What you need to do =>
Reproduce the listing below verbatim, keeping every line in its original order.
------------------------------------------------------------------------
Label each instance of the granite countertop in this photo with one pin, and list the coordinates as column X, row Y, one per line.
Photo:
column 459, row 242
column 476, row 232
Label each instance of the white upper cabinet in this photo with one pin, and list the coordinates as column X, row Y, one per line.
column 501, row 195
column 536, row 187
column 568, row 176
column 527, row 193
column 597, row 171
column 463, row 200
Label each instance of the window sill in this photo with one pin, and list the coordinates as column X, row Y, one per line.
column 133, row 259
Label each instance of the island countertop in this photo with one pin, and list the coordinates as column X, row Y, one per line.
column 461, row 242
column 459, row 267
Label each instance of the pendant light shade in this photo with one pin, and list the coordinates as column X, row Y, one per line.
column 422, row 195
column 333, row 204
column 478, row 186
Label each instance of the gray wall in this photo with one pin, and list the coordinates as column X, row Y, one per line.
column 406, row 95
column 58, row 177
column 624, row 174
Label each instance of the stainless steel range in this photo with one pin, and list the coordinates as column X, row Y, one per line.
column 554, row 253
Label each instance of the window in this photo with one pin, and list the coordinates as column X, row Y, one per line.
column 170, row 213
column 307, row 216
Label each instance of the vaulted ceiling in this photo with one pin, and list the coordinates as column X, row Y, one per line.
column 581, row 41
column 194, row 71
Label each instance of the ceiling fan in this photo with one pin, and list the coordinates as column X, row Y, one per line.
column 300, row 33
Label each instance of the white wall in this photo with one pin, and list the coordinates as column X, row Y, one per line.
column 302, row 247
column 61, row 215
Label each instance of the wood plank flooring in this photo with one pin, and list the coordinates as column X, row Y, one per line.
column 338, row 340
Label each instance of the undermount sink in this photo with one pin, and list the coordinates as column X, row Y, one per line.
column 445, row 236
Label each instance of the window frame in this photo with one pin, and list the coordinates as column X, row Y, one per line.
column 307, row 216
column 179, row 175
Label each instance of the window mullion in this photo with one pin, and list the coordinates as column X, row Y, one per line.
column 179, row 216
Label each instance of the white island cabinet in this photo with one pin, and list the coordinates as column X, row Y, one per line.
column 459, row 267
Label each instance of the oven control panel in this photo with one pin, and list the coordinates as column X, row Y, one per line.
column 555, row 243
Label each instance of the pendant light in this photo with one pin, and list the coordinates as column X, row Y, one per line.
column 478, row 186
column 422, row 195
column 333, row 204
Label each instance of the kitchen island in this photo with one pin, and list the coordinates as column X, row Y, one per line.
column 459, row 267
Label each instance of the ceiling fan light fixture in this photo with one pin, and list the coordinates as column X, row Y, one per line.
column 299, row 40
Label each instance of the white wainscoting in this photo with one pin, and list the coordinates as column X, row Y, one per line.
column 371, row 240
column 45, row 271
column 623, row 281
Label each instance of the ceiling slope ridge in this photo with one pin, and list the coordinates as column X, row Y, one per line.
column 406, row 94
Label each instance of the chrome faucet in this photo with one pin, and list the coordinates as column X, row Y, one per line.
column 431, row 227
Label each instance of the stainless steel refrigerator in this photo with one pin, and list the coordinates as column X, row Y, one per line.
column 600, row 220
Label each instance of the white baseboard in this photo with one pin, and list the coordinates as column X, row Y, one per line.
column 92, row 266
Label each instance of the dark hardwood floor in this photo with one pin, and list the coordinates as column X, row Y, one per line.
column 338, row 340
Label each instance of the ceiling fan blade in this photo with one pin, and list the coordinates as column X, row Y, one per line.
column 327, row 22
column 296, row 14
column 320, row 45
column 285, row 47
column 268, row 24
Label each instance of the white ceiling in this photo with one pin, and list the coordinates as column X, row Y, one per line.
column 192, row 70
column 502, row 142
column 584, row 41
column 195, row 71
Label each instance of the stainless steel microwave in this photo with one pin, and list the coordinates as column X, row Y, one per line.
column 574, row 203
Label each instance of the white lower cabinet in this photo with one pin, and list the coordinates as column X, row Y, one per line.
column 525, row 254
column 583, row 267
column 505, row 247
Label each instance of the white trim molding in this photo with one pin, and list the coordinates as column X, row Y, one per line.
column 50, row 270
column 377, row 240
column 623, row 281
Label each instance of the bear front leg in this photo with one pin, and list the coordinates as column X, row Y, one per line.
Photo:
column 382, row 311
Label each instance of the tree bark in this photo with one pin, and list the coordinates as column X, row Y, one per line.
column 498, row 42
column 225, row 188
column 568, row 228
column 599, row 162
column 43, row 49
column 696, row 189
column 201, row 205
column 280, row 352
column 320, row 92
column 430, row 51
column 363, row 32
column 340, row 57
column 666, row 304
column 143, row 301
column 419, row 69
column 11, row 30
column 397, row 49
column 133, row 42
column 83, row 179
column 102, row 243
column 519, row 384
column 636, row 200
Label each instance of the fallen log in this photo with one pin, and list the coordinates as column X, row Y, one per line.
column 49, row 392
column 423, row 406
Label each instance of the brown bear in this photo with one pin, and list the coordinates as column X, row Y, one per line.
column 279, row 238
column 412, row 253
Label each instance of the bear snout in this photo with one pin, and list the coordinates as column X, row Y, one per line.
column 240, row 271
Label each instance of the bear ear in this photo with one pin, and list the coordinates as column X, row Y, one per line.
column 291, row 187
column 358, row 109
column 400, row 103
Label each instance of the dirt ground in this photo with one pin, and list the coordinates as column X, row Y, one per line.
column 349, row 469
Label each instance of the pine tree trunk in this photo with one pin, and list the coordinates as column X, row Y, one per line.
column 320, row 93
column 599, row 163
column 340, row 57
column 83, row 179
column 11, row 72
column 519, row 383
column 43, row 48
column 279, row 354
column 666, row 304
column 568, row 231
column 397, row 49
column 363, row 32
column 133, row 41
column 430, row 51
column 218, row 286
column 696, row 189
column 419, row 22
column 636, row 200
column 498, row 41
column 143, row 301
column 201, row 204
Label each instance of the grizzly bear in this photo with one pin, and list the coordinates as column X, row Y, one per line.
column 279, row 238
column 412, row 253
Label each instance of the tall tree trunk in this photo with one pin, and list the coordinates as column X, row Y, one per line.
------------------------------------------------------------------------
Solution for this task =>
Label each instance of the granite countertop in this photo with one pin, and list the coordinates as column X, row Y, one per line.
Photo:
column 459, row 242
column 476, row 232
Label each instance of the white upper cabinet in this photo with one pin, and list the coordinates as column X, row Y, one per line.
column 501, row 195
column 536, row 187
column 568, row 176
column 527, row 193
column 597, row 171
column 463, row 200
Label each instance of the window sill in this photo with one pin, and list the coordinates as column X, row Y, one per line.
column 133, row 259
Label each instance of the island countertop in this photo with one pin, and list the coordinates as column X, row Y, one per line.
column 461, row 242
column 459, row 267
Label each instance of the pendant light shade in this photo with one pin, and list the coordinates as column X, row Y, one per line.
column 422, row 195
column 333, row 204
column 478, row 186
Label each instance of the gray wall in this photo with one pin, and list the coordinates as column X, row Y, one per line.
column 406, row 95
column 58, row 177
column 624, row 174
Label each instance of the stainless steel range in this photo with one pin, and list the coordinates as column X, row Y, one per line.
column 554, row 253
Label each instance of the window in this photo with one pin, and list the coordinates as column X, row Y, one per line.
column 170, row 213
column 307, row 216
Label each instance of the vaulted ceiling in this photo with one pin, and list the coordinates as column X, row Y, one per line.
column 581, row 41
column 194, row 71
Label each instance of the ceiling fan in this photo with one pin, and list the coordinates as column X, row Y, one per line.
column 300, row 33
Label each instance of the white wall in this photo with one pin, and list the coordinates as column X, row Y, one per line.
column 302, row 247
column 61, row 215
Label each instance of the wood plank flooring in this photo with one pin, and list the coordinates as column X, row Y, one per line.
column 338, row 340
Label each instance of the undermount sink in this photo with one pin, and list the coordinates as column X, row Y, one per line.
column 445, row 236
Label each instance of the window frame in this photo with one pin, and list the coordinates as column X, row Y, one per line.
column 307, row 216
column 179, row 175
Label each instance of the window mullion in this photo with one pin, and list the coordinates as column X, row Y, one per line.
column 179, row 216
Label each instance of the white island cabinet in this photo with one pin, and list the coordinates as column X, row Y, one per line.
column 459, row 267
Label each instance of the oven control panel in this photo with one pin, and list the coordinates as column X, row Y, one per line.
column 555, row 243
Label each instance of the pendant light in this photo with one pin, and list the coordinates as column X, row Y, one per line.
column 478, row 186
column 422, row 195
column 333, row 204
Label each instance of the kitchen island in this photo with one pin, and list the coordinates as column X, row Y, one per line.
column 459, row 267
Label each instance of the ceiling fan light fixture in this photo with one pin, and list the coordinates as column X, row Y, one per line.
column 299, row 40
Label each instance of the white wainscoting in this photo with one pin, and list the coordinates as column X, row Y, one per line.
column 371, row 240
column 45, row 271
column 623, row 281
Label each instance of the ceiling slope ridge in this photo with one pin, and list the coordinates as column X, row Y, one per line.
column 406, row 94
Label each instance of the chrome faucet in this photo with one pin, and list the coordinates as column X, row Y, one per line.
column 431, row 227
Label each instance of the stainless steel refrigerator in this photo with one pin, and list the coordinates as column X, row Y, one per line.
column 600, row 220
Label each instance of the white baseboard in this photo with one pin, and list the coordinates as column X, row Y, one per line.
column 92, row 266
Label each instance of the dark hardwood floor in this photo with one pin, and list the coordinates as column X, row Y, one per line.
column 338, row 340
Label each instance of the ceiling fan blade in this photo with one pin, and list the coordinates as column X, row Y, one per line.
column 327, row 22
column 296, row 14
column 320, row 45
column 285, row 47
column 268, row 24
Label each instance of the white ceiling in this photo with one pin, and list the coordinates as column X, row Y, one per line.
column 192, row 70
column 502, row 142
column 584, row 41
column 195, row 71
Label each instance of the stainless steel microwave in this photo with one pin, and list the coordinates as column X, row Y, one per line.
column 574, row 203
Label each instance of the white lower cabinet in this photo with one pin, and list the coordinates as column X, row Y, one per line.
column 525, row 254
column 583, row 267
column 505, row 247
Label each instance of the white trim molding in this photo with one pin, and list the coordinates as column X, row Y, one per line.
column 50, row 270
column 377, row 240
column 623, row 281
Label each instance of the bear front leg in this photo with one pin, and list the coordinates as column X, row Y, one per line.
Photo:
column 382, row 311
Label each instance of the tree bark in this photo with one pin, and list the coordinates as column X, row Y, one per line.
column 498, row 42
column 225, row 188
column 568, row 228
column 599, row 162
column 43, row 49
column 696, row 189
column 201, row 205
column 280, row 352
column 320, row 92
column 430, row 51
column 363, row 32
column 340, row 57
column 666, row 304
column 143, row 301
column 419, row 69
column 11, row 30
column 397, row 49
column 133, row 42
column 83, row 179
column 102, row 243
column 519, row 384
column 636, row 200
Label each instance of the fallen log in this photo with one pin, and list the coordinates as column X, row Y, one per line.
column 49, row 392
column 423, row 406
Label each instance of the brown bear in this photo with one pin, and list the coordinates as column X, row Y, one per line.
column 279, row 238
column 412, row 253
Label each instance of the bear snout in this photo with one pin, and list the coordinates as column X, row Y, one per line.
column 240, row 271
Label each instance of the bear ear in this photo with one pin, and list the coordinates as column X, row Y, one per line.
column 291, row 187
column 358, row 109
column 400, row 103
Label each instance of the dirt ground in this photo with one pin, and list the coordinates as column X, row Y, one per line.
column 349, row 469
Label each instance of the pine tree trunk in this photo with one pin, and list the coordinates as column X, row Y, one per line.
column 320, row 93
column 599, row 163
column 340, row 57
column 83, row 179
column 11, row 72
column 519, row 383
column 43, row 48
column 279, row 354
column 666, row 304
column 568, row 231
column 397, row 49
column 363, row 32
column 133, row 41
column 430, row 51
column 218, row 286
column 696, row 189
column 419, row 22
column 636, row 200
column 498, row 41
column 143, row 301
column 201, row 204
Label each instance of the grizzly bear in this photo with one pin, and list the coordinates as column X, row Y, one per line.
column 279, row 238
column 412, row 253
Label each instance of the tall tree trunk in this photo with one pin, and list the coordinates as column X, row Y, one per line.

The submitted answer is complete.